- **WHAT IS BEING ASKED**:
Collect every line of the items that contains the word "water", and copy each such line in full.

[Start of DATA SUPPLIED]

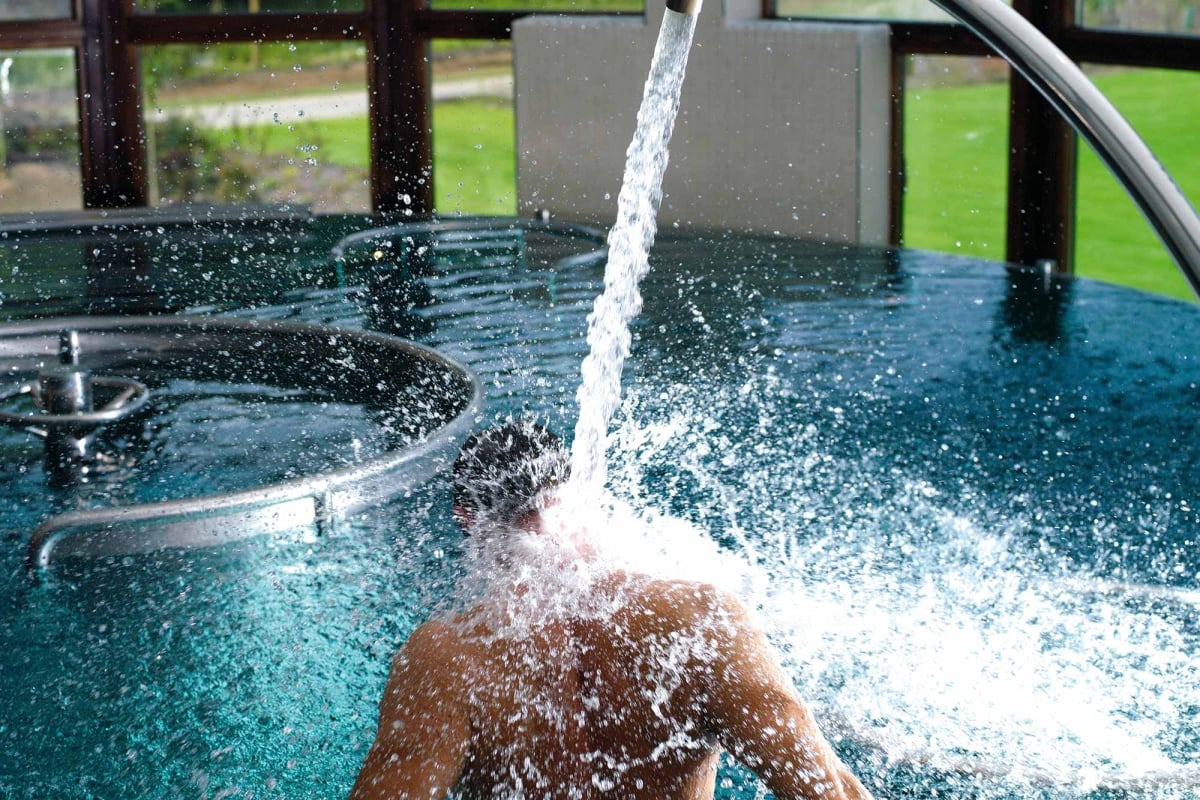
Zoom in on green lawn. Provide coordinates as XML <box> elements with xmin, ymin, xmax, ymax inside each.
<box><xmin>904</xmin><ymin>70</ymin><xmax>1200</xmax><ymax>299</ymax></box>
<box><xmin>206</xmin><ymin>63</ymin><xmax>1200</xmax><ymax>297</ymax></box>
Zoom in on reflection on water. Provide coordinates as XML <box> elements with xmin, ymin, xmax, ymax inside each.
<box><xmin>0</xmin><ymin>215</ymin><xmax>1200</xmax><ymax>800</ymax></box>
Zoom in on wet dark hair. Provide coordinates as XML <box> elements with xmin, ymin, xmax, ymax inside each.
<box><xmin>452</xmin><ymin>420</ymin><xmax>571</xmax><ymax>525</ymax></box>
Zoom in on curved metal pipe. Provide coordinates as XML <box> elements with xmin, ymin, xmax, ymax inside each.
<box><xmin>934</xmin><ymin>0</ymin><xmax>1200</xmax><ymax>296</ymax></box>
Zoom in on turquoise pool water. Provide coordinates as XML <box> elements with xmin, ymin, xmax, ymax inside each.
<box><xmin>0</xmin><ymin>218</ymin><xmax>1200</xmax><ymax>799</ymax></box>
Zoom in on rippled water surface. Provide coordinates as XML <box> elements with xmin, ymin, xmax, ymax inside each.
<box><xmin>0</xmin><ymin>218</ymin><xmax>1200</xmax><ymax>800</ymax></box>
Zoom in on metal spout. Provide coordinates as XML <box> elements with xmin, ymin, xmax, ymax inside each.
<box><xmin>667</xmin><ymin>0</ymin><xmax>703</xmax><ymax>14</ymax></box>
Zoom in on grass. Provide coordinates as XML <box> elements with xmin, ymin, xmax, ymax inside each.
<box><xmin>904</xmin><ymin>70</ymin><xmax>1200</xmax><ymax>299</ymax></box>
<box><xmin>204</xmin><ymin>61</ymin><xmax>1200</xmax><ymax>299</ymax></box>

[End of DATA SUPPLIED]

- **ANSWER BELOW**:
Zoom in on reflection on water. Provide coordinates as XML <box> elements with xmin, ymin, xmax, ymax inside each.
Zoom in on turquoise pool water. Provide coordinates as XML <box> elements with xmin, ymin, xmax, ymax inside each.
Zoom in on rippled water surface. Provide coordinates as XML <box> elements with xmin, ymin, xmax, ymax inside each.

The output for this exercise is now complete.